╭─ Provided passage

2310. She Picks Bad Guys


Sir Eric describes how young girls and modern women attractively appeal and play to the best guys and then partner up with the worst. Their adult behavior flows out of poor programming of heart and mind in childhood. Adults before puberty teach or let them learn that they are bad. Teen peers both confirm and promote it as they associate with those of common interest and attitude.

Before puberty the girls are taught, allowed to think, or never convinced other than that they are bad. Parents, teachers, and others try to make girls feel better about themselves. They are catered to as deserving princesses to overcome their feeling bad about themselves. Nature doesn’t work that way.

The female subconscious knows that gifts and words of others symbolize that she’s important, but that doesn’t make her important, Only her own effort does, and it must be habitually reinforced before puberty.

Without their making themselves important to others, girls can easily be made or left to have feelings of inadequacy and unworthiness. It takes only a little prompting in childhood for it to morph into ‘I’m no good’ or ‘I’m bad’.

Very different from boys,* females are born to be good. However, proper programming of heart and mind requires that they do good in order to habitually confirm that they are a good person. To do good is to act in ways that make them important to others so that it registers as self-importance within them.

Enough earning of self-importance through their actions programs their heart and mind that they are good. If they become good to themselves, then they overcome the natural human vulnerability to being unworthy, undeserving, and—therefore so easily—bad.

Both sexes are born to earn their worth, to be deserving. Males earn it by accomplishments that satisfy themselves and make them significant and therefore deserving. Females earn it by living up to someone more important than themselves and thereby become worthy and deserving, which displace the deep-rooted thoughts of natural guilt that portend badness.

Girls who grow up living up to no one more important than themselves are the ones who link up with bad guys. Parents and peers teach improperly and those girls develop the habit of always seeing themselves as the most important. But self-importance doesn’t settle into their female hearts when they live mostly for themselves. Excess self-centeredness pushes them toward narcissism, which causes them to automatically presume they are unworthy—and bad is not far behind.

╰─

> [To be done]:
- a) From the essay on why women choose bad partners, reproduce verbatim everything from "Before puberty the" down to "reinforced before puberty.".
- b) Extend the essay on why women choose bad partners, picking up after its final sentence.

╭─ Items

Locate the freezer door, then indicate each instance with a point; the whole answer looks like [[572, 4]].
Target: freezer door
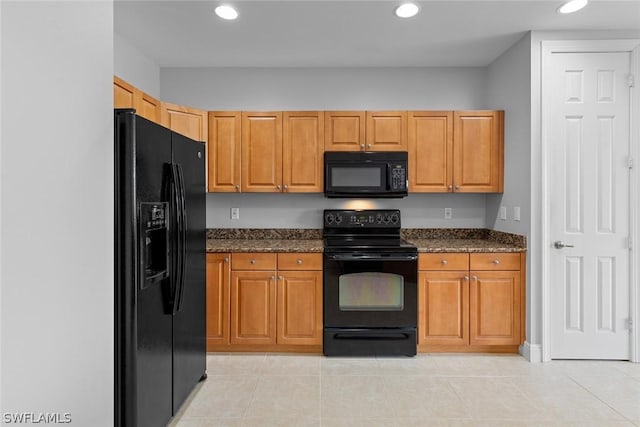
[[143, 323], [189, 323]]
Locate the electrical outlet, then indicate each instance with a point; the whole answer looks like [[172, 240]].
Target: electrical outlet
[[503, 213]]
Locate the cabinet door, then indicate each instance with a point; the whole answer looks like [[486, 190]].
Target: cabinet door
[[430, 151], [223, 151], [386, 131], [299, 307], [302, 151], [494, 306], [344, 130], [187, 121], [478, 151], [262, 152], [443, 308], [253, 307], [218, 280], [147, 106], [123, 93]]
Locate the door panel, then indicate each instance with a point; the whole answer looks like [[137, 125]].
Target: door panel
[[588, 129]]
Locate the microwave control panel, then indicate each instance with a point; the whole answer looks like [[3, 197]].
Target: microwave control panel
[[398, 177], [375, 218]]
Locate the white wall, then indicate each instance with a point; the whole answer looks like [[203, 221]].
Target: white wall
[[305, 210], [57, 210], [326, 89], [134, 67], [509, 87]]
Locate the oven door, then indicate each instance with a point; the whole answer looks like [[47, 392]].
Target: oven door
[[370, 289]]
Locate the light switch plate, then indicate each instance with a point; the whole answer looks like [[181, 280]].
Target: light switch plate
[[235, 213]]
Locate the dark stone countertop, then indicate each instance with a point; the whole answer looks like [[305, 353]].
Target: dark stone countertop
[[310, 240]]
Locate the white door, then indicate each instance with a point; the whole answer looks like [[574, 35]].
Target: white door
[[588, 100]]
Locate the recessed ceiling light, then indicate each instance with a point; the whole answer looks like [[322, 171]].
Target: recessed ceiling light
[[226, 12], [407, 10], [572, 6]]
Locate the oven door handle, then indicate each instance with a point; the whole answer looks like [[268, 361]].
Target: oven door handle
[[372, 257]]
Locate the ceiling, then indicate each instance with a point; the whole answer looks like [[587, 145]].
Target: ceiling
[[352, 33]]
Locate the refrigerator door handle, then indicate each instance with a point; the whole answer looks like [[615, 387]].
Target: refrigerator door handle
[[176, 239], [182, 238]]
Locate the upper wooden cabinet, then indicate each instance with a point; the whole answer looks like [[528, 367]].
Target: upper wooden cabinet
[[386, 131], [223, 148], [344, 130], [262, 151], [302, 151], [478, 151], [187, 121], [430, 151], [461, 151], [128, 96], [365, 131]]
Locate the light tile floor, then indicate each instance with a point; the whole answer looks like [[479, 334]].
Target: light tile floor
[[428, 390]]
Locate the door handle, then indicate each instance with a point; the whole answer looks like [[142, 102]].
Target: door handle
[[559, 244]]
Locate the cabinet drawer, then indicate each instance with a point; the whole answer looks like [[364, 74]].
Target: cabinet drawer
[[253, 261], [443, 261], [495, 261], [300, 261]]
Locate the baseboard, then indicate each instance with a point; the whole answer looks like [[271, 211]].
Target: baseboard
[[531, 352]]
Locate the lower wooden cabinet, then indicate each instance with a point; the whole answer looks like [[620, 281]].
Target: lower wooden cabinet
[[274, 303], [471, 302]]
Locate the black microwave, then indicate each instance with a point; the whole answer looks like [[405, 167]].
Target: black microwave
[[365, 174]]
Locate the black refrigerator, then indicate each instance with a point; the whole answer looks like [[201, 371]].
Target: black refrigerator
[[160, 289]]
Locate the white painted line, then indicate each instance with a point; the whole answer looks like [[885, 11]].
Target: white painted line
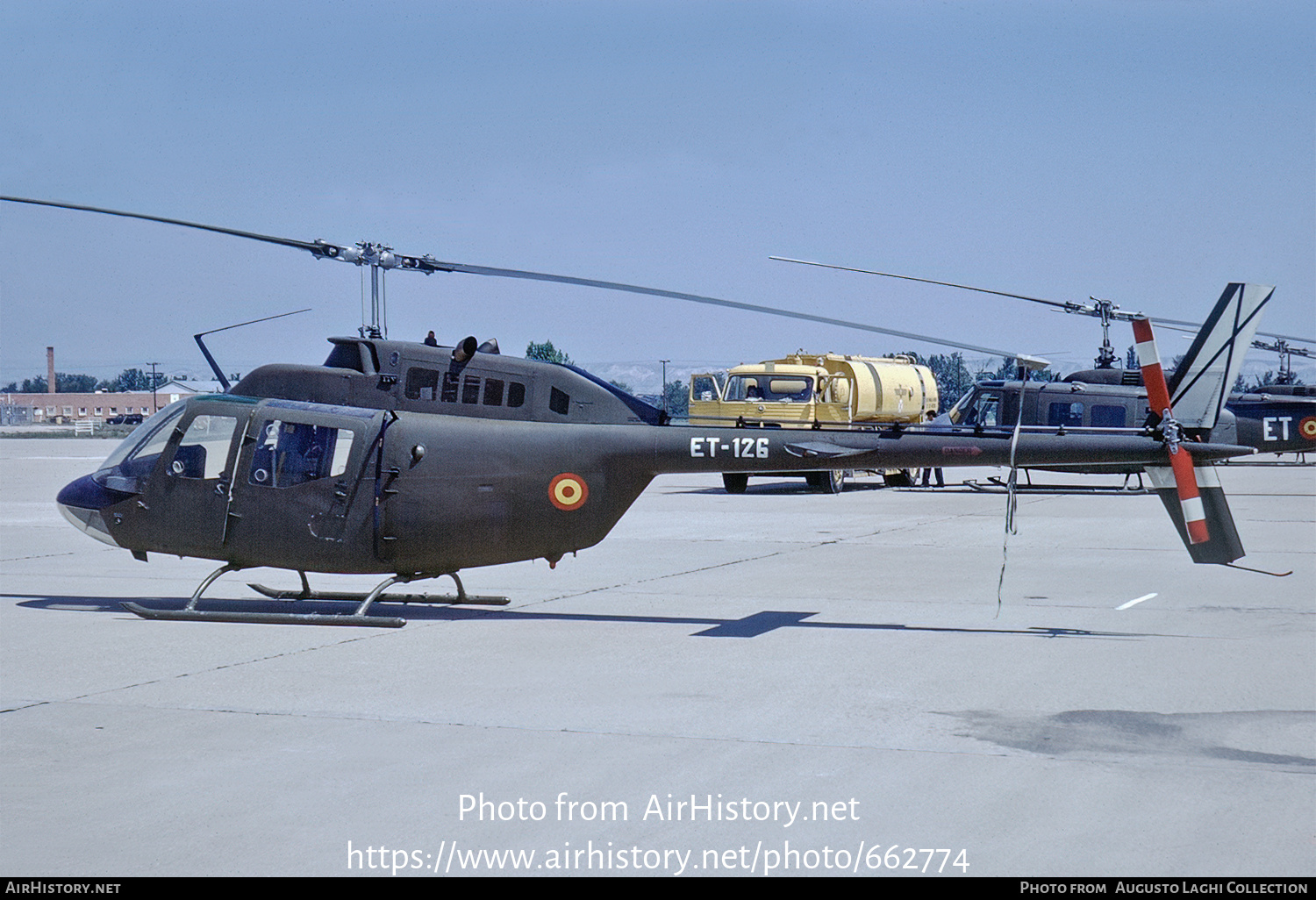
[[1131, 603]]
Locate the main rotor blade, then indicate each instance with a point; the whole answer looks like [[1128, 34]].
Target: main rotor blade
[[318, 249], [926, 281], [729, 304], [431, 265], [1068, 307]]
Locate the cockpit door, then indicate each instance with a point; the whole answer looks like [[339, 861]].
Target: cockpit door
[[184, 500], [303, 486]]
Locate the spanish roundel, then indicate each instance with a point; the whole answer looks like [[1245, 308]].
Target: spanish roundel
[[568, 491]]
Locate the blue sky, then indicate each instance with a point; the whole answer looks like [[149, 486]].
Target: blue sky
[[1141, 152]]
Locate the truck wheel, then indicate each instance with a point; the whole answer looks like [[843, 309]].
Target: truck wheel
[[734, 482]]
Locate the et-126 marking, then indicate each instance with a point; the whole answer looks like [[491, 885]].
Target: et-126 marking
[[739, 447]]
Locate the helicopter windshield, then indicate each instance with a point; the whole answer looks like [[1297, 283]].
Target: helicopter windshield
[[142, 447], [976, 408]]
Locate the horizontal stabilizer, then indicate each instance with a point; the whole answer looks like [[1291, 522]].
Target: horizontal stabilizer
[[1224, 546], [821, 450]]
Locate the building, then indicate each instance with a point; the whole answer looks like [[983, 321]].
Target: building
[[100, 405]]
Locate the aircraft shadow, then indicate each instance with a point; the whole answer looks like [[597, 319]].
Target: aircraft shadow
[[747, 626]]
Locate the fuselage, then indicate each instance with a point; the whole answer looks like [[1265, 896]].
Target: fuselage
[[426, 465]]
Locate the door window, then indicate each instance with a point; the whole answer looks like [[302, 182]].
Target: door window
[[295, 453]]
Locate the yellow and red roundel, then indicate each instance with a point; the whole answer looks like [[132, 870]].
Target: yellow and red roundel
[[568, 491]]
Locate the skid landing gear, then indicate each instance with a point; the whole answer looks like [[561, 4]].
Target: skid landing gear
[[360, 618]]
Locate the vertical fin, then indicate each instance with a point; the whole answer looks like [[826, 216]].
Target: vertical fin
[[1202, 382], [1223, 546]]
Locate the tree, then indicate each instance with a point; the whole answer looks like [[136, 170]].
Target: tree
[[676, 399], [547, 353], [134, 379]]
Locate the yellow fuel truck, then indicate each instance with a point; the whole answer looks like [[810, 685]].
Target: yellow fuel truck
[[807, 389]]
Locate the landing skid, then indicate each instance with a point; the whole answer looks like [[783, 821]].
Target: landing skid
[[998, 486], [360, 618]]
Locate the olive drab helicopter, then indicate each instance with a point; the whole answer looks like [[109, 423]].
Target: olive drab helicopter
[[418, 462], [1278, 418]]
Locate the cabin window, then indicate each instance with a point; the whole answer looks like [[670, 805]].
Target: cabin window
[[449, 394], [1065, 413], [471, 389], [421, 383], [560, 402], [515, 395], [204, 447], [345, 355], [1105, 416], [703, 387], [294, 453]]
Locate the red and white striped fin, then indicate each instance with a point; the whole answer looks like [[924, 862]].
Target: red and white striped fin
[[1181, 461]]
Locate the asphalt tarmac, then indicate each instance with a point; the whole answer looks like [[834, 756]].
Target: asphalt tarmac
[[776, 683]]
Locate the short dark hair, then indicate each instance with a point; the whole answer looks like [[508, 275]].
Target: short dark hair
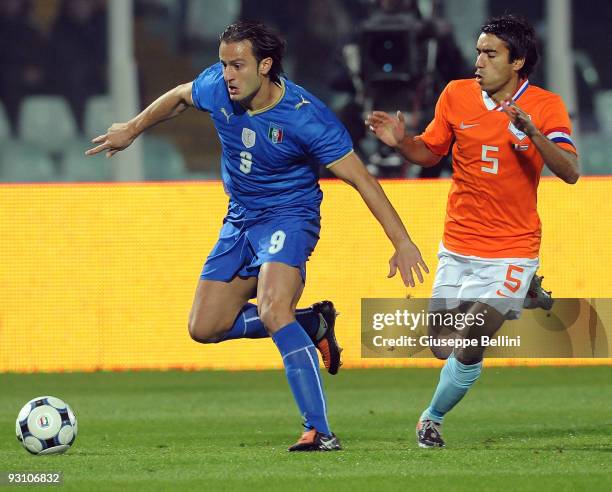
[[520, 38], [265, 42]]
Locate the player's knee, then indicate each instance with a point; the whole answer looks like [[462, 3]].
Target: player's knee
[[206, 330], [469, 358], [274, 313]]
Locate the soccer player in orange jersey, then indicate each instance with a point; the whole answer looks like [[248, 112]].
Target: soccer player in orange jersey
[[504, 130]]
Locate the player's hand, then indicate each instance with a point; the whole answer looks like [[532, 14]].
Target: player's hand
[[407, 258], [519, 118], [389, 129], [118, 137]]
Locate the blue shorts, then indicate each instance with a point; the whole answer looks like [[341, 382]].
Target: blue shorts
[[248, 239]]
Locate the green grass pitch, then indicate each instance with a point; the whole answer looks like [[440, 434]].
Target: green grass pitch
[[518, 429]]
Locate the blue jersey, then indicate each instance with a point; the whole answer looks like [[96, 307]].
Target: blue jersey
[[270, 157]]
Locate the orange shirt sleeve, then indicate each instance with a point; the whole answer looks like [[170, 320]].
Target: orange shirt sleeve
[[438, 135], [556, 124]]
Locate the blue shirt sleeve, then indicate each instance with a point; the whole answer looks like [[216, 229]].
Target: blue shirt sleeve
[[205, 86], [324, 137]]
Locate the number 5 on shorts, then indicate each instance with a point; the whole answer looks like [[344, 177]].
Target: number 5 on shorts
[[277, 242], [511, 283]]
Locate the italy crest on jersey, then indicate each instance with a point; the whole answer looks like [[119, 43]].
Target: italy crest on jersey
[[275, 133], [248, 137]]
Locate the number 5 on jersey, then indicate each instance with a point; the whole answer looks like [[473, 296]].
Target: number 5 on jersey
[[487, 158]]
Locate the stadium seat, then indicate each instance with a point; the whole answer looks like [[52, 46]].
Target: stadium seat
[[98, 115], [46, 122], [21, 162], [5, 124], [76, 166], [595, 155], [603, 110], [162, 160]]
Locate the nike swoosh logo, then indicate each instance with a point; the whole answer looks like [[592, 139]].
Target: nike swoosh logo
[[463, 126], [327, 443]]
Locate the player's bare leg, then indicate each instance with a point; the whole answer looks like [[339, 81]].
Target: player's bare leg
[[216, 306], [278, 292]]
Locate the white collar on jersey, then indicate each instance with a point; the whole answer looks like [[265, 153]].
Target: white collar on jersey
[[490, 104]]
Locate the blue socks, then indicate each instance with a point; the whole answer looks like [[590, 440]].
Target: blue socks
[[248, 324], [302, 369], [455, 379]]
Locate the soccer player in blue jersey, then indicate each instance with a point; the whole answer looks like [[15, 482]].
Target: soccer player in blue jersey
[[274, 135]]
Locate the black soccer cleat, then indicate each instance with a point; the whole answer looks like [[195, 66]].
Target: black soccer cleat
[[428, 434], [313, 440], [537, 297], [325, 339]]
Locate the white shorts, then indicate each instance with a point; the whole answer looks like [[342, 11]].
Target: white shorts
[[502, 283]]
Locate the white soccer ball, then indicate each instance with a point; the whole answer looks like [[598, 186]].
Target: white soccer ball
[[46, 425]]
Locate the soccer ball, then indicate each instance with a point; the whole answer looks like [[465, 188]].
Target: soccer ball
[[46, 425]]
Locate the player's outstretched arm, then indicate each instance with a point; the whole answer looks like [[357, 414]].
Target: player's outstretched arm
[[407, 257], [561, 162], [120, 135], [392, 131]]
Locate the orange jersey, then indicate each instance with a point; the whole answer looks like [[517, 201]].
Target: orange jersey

╰─

> [Exercise results]:
- a)
Before puberty the girls are taught, allowed to think, or never convinced other than that they are bad. Parents, teachers, and others try to make girls feel better about themselves. They are catered to as deserving princesses to overcome their feeling bad about themselves. Nature doesn’t work that way.

The female subconscious knows that gifts and words of others symbolize that she’s important, but that doesn’t make her important, Only her own effort does, and it must be habitually reinforced before puberty.

- b)
How easy is it for parents to convince daughters and peers to convince friends that girls, and they alone, are the most important person in their own lives? But those good intentions—the words of others—earn her nothing; they leave daughters and friends with the internal conviction that they are undeserving, inadequate, and unworthy. Although such girls hide it well by associating with good boys and men, hidden within is the overpowering belief that they are not good, which bad guys can easily detect and convince that it’s good for him and therefore best for the girls. As we all do, people gravitate toward those like them.

Females are especially vulnerable to finding the ‘bad’ in themselves. It’s why someone’s love is so strongly sought, why morality and religion are so important to women. They recognize their inherent need to be loved so they can forget how badly they can feel about themselves when they have no one else with whom they can prove their importance and earn self-importance.

After puberty girls becomes unsupervised amid peer-confirmed actions of their importance to self. They can’t share what they don’t have in their heart; they only need someone of common interest such as bad guys. Good boys and men don’t confirm their sense of badness, and so they seek the bad guys with whom they’re more comfortable, WADWMUFGAO.

——

*Boys are not born to be good but to do good. However, they must be taught and incentivized mostly by mothers, girls, women, and wives into making it habitual. Or else, they too presume they are undeserving, unworthy, and, ipso facto, bad or nearly so.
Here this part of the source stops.